The problem: Print the stretch of the listing below from the line containing "leaf as a single marker per instance." through the line containing "point(58, 9)", both lines included, reproducing each line unchanged.

..............................

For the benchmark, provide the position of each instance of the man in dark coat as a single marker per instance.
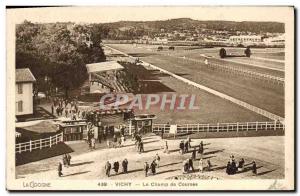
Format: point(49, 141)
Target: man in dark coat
point(146, 168)
point(194, 154)
point(59, 169)
point(141, 146)
point(153, 168)
point(186, 146)
point(254, 168)
point(125, 165)
point(228, 168)
point(116, 167)
point(69, 159)
point(107, 168)
point(233, 167)
point(181, 147)
point(191, 164)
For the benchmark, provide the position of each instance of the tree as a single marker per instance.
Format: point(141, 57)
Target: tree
point(222, 53)
point(59, 51)
point(248, 52)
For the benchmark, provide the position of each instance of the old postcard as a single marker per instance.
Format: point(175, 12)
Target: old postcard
point(150, 98)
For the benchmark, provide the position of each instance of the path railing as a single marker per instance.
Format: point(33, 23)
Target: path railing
point(220, 127)
point(39, 144)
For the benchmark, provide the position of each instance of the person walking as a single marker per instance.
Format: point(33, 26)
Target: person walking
point(241, 164)
point(59, 169)
point(141, 147)
point(146, 168)
point(52, 109)
point(125, 166)
point(254, 168)
point(201, 165)
point(209, 165)
point(191, 166)
point(116, 167)
point(107, 168)
point(166, 149)
point(186, 146)
point(201, 149)
point(157, 160)
point(181, 147)
point(65, 160)
point(69, 159)
point(153, 167)
point(194, 154)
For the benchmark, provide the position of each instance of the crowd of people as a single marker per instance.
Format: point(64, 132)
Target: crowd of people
point(115, 166)
point(67, 108)
point(150, 167)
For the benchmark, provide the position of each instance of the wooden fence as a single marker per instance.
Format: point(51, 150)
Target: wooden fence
point(39, 144)
point(220, 127)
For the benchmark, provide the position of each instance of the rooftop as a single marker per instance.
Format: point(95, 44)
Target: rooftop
point(24, 75)
point(103, 66)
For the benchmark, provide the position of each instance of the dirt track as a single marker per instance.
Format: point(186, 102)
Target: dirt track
point(268, 152)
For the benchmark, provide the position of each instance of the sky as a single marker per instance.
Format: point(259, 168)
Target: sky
point(113, 14)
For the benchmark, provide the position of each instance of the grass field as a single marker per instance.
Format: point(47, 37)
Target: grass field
point(269, 160)
point(256, 92)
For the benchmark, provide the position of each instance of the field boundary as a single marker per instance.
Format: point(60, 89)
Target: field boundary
point(212, 91)
point(252, 74)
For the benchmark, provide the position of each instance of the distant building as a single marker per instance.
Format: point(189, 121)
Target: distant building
point(159, 40)
point(275, 41)
point(24, 91)
point(245, 39)
point(103, 77)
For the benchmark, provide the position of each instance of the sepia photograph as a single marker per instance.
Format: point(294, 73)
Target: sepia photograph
point(150, 98)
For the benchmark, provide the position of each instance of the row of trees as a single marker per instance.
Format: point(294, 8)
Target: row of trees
point(57, 53)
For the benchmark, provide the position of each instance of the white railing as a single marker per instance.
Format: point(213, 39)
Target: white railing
point(39, 144)
point(220, 127)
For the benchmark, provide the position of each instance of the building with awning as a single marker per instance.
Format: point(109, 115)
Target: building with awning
point(24, 91)
point(103, 77)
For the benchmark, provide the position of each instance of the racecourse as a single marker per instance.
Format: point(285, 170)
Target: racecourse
point(263, 94)
point(268, 152)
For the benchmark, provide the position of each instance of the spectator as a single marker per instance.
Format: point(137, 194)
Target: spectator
point(254, 168)
point(186, 166)
point(69, 159)
point(241, 165)
point(228, 168)
point(59, 169)
point(146, 168)
point(125, 165)
point(107, 168)
point(209, 165)
point(181, 146)
point(194, 154)
point(201, 165)
point(116, 167)
point(186, 146)
point(166, 149)
point(153, 167)
point(201, 149)
point(191, 166)
point(157, 160)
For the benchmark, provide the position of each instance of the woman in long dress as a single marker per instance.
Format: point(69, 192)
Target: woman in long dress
point(201, 165)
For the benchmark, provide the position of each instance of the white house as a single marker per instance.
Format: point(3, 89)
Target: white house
point(24, 91)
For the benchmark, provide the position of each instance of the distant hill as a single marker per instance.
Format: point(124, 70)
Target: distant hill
point(133, 29)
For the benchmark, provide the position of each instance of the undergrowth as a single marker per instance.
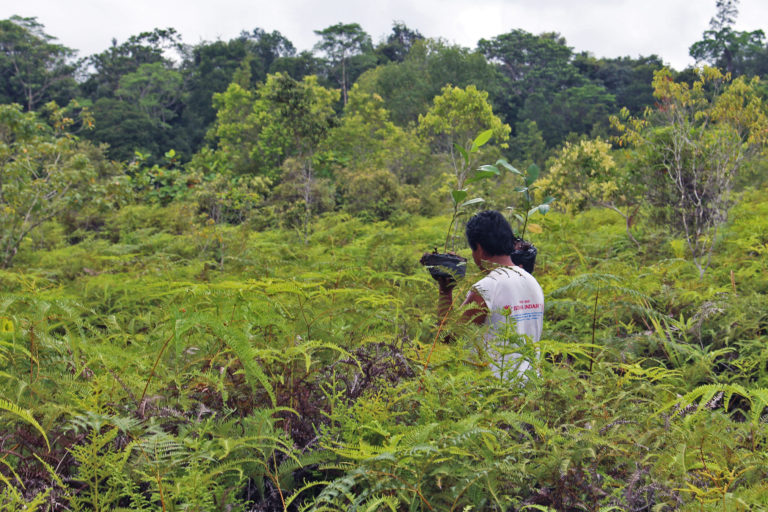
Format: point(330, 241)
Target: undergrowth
point(151, 366)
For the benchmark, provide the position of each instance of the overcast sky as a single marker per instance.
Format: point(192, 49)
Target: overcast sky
point(606, 28)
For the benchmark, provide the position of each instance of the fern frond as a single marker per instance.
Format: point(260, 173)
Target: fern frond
point(24, 415)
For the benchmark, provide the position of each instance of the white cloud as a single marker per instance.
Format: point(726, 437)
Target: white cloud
point(606, 28)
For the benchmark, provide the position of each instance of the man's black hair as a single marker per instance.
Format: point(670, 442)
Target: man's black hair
point(491, 230)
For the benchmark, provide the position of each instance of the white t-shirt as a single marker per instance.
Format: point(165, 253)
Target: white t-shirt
point(512, 295)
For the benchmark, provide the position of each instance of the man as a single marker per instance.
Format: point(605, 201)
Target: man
point(506, 295)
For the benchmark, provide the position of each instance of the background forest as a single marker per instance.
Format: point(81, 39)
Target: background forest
point(210, 296)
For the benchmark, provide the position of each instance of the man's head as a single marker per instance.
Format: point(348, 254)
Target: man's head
point(490, 231)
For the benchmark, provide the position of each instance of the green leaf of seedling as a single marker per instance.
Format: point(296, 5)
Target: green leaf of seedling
point(532, 174)
point(481, 139)
point(458, 196)
point(482, 175)
point(508, 167)
point(462, 152)
point(490, 168)
point(471, 202)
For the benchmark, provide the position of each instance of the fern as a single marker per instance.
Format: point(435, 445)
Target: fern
point(24, 415)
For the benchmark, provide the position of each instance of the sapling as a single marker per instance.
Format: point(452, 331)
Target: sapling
point(449, 264)
point(524, 252)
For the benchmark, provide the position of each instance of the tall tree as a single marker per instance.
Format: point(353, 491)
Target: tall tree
point(408, 87)
point(541, 83)
point(730, 50)
point(44, 171)
point(341, 43)
point(109, 66)
point(33, 68)
point(398, 43)
point(698, 139)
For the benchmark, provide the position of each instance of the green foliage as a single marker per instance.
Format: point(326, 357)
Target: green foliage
point(698, 138)
point(45, 172)
point(34, 69)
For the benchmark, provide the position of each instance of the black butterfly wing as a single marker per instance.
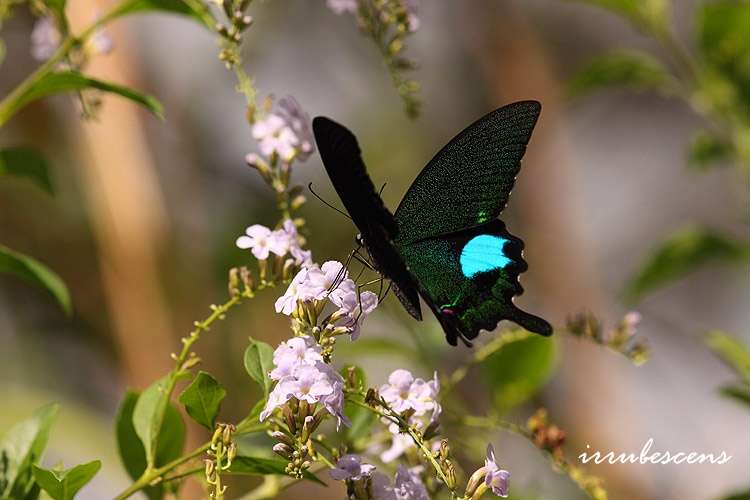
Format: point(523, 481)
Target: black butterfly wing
point(465, 263)
point(469, 279)
point(343, 161)
point(469, 181)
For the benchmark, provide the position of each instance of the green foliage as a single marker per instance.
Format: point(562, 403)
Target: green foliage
point(63, 485)
point(70, 81)
point(646, 14)
point(202, 399)
point(194, 10)
point(735, 355)
point(131, 450)
point(258, 362)
point(681, 253)
point(722, 28)
point(626, 68)
point(37, 273)
point(26, 163)
point(518, 370)
point(361, 418)
point(706, 150)
point(255, 466)
point(21, 448)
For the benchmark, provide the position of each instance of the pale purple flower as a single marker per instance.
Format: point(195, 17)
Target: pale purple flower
point(299, 122)
point(306, 384)
point(411, 8)
point(274, 135)
point(294, 353)
point(350, 467)
point(495, 478)
point(45, 39)
point(261, 240)
point(409, 486)
point(342, 6)
point(287, 303)
point(400, 443)
point(301, 256)
point(630, 322)
point(352, 307)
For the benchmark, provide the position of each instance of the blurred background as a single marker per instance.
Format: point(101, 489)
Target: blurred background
point(145, 215)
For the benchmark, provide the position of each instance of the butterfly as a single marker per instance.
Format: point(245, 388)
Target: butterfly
point(445, 242)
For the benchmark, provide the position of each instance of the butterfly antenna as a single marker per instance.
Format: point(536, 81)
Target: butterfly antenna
point(309, 186)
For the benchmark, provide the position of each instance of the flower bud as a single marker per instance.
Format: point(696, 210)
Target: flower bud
point(234, 282)
point(283, 450)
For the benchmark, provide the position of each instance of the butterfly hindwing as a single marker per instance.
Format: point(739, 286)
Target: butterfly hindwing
point(469, 279)
point(469, 181)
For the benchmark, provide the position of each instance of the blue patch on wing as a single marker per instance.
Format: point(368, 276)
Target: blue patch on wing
point(483, 253)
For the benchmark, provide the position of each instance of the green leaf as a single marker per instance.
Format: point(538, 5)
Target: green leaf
point(149, 406)
point(258, 363)
point(652, 14)
point(738, 393)
point(635, 70)
point(731, 351)
point(181, 7)
point(518, 370)
point(681, 253)
point(722, 28)
point(257, 466)
point(27, 163)
point(37, 273)
point(22, 447)
point(70, 81)
point(362, 419)
point(706, 150)
point(64, 485)
point(202, 399)
point(130, 448)
point(58, 9)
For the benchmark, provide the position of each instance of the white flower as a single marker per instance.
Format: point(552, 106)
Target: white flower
point(45, 39)
point(342, 6)
point(301, 257)
point(275, 136)
point(351, 467)
point(496, 479)
point(404, 392)
point(299, 122)
point(261, 240)
point(293, 353)
point(287, 303)
point(353, 308)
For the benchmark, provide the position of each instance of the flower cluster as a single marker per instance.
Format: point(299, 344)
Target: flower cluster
point(46, 39)
point(285, 133)
point(312, 288)
point(364, 481)
point(489, 478)
point(301, 373)
point(262, 241)
point(418, 399)
point(350, 7)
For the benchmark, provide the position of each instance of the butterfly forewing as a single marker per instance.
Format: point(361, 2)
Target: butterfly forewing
point(468, 182)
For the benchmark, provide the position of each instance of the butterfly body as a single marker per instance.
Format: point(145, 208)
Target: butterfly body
point(444, 242)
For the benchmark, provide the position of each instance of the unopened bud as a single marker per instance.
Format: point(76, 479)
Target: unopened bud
point(450, 474)
point(283, 450)
point(234, 282)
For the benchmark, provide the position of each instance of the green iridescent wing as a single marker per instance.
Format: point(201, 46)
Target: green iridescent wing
point(469, 181)
point(464, 262)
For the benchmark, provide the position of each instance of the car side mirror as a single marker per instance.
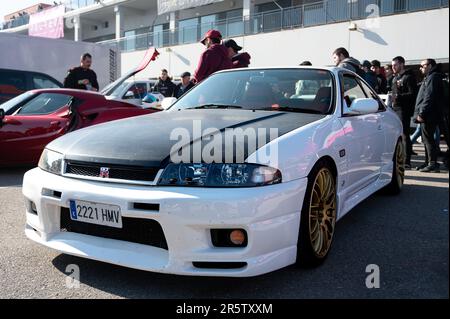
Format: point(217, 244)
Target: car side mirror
point(362, 106)
point(168, 102)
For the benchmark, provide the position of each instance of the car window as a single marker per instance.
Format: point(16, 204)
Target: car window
point(11, 84)
point(44, 103)
point(352, 90)
point(42, 82)
point(139, 90)
point(291, 90)
point(11, 106)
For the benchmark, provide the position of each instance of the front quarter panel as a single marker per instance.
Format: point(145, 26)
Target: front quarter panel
point(298, 151)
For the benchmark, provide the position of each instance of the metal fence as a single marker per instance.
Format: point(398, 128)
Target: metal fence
point(70, 5)
point(323, 12)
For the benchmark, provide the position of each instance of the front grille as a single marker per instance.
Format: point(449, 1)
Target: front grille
point(131, 173)
point(134, 230)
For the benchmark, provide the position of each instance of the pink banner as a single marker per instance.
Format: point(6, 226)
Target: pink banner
point(48, 23)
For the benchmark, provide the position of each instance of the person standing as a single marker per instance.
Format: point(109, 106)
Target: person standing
point(381, 79)
point(239, 60)
point(164, 85)
point(184, 86)
point(389, 77)
point(342, 59)
point(428, 111)
point(82, 77)
point(404, 93)
point(214, 58)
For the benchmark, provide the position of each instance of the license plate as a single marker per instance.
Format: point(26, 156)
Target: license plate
point(95, 213)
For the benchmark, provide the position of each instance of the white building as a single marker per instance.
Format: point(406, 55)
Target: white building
point(283, 32)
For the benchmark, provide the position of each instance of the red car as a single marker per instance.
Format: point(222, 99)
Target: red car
point(32, 120)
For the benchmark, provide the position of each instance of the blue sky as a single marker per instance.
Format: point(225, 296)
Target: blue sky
point(8, 6)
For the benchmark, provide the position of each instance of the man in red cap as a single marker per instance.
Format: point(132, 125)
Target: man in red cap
point(214, 58)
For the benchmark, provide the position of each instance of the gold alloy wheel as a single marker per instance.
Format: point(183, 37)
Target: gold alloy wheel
point(322, 212)
point(400, 164)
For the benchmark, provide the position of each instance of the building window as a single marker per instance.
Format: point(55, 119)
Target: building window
point(188, 30)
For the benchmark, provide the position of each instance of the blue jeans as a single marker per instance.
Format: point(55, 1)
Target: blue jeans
point(418, 133)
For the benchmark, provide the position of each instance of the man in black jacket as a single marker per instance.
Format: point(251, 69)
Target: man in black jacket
point(184, 86)
point(164, 86)
point(382, 82)
point(404, 93)
point(82, 77)
point(428, 111)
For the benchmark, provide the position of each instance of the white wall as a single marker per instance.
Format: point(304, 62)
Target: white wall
point(415, 36)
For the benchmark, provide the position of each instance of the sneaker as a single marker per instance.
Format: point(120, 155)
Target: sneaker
point(418, 168)
point(432, 168)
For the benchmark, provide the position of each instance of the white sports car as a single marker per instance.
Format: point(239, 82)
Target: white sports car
point(245, 174)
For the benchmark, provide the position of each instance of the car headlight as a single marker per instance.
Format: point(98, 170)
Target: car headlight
point(219, 175)
point(51, 162)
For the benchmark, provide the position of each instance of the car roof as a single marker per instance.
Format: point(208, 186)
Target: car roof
point(324, 68)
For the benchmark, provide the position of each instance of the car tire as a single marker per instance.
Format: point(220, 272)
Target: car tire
point(398, 171)
point(318, 217)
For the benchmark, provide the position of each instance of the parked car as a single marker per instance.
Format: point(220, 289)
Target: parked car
point(33, 119)
point(16, 82)
point(173, 193)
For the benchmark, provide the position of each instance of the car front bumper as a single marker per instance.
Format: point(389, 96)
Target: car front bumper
point(270, 215)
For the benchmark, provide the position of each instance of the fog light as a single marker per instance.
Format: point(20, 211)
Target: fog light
point(237, 237)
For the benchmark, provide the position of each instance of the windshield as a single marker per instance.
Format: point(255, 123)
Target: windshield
point(293, 90)
point(9, 107)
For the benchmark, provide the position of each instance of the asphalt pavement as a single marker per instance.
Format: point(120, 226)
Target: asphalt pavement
point(406, 236)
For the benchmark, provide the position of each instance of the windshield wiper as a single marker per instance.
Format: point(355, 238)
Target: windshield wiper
point(296, 109)
point(215, 106)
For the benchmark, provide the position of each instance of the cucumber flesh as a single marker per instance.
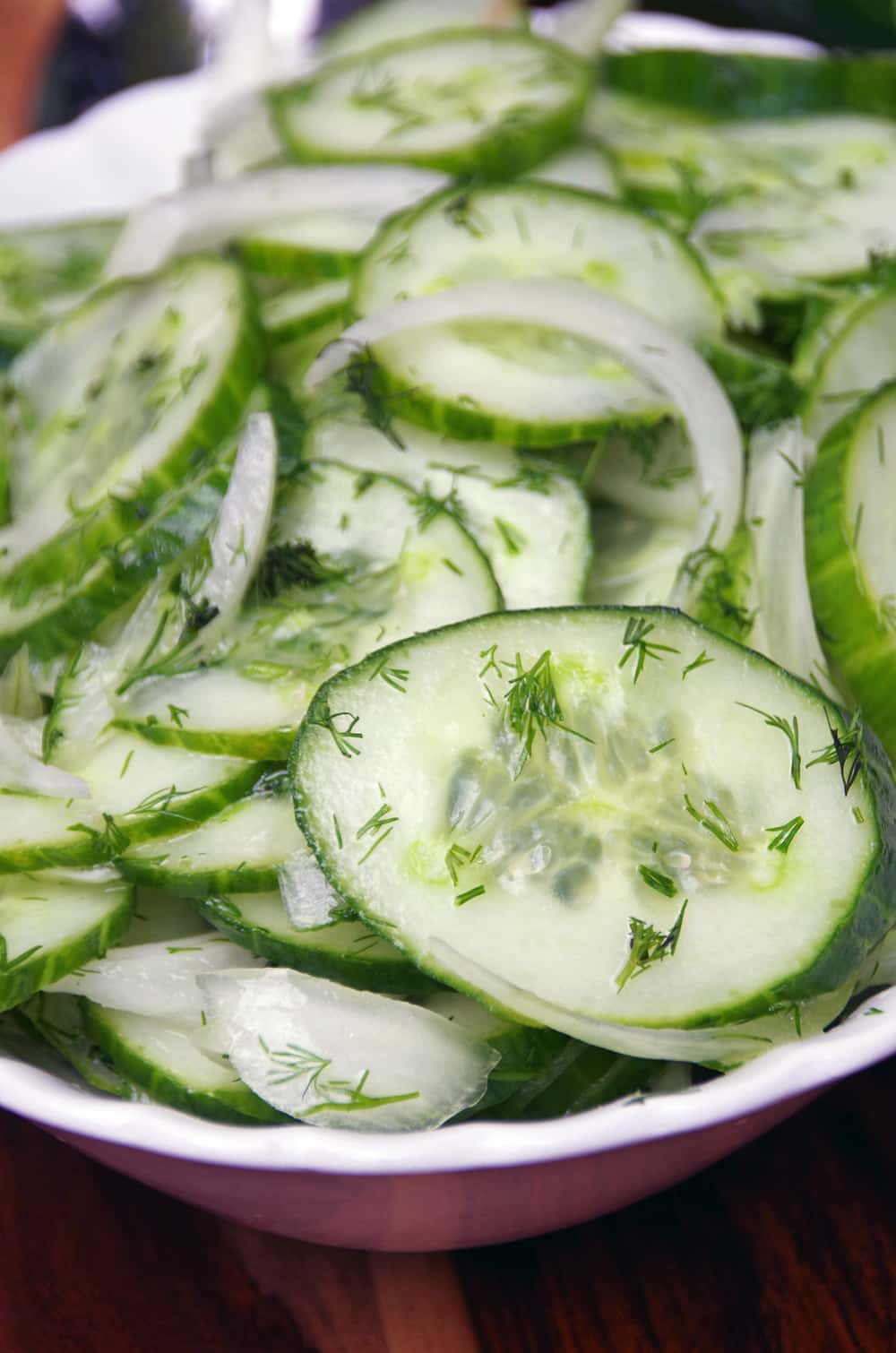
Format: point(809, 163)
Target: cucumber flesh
point(52, 926)
point(530, 520)
point(850, 519)
point(345, 952)
point(237, 851)
point(344, 1058)
point(487, 814)
point(458, 100)
point(118, 397)
point(167, 1061)
point(157, 978)
point(513, 382)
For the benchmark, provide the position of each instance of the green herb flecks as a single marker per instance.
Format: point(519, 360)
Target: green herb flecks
point(792, 734)
point(638, 646)
point(532, 706)
point(784, 835)
point(647, 946)
point(659, 883)
point(715, 823)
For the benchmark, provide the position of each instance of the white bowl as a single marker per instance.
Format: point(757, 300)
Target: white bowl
point(475, 1183)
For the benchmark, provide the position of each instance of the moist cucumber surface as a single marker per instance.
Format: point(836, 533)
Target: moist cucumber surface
point(545, 808)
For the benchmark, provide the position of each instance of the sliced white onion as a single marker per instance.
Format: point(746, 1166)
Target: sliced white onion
point(209, 215)
point(784, 629)
point(21, 770)
point(642, 344)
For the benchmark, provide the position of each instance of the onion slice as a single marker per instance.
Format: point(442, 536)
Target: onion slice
point(643, 345)
point(209, 215)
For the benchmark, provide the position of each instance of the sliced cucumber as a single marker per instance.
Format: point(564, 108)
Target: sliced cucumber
point(856, 358)
point(588, 772)
point(157, 979)
point(47, 270)
point(60, 1021)
point(118, 400)
point(153, 790)
point(52, 926)
point(237, 851)
point(167, 1063)
point(342, 1058)
point(299, 310)
point(850, 524)
point(586, 165)
point(522, 383)
point(530, 520)
point(55, 610)
point(345, 952)
point(461, 100)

..............................

Complete response:
For the benchmark, provide the position of each instance of the green leaf as a single marker per instance.
Format: point(538, 5)
Target: green leaf
point(149, 406)
point(258, 363)
point(652, 14)
point(738, 393)
point(635, 70)
point(731, 351)
point(181, 7)
point(518, 370)
point(681, 253)
point(722, 28)
point(257, 466)
point(27, 163)
point(37, 273)
point(22, 447)
point(70, 81)
point(362, 419)
point(706, 150)
point(64, 485)
point(202, 399)
point(130, 448)
point(58, 9)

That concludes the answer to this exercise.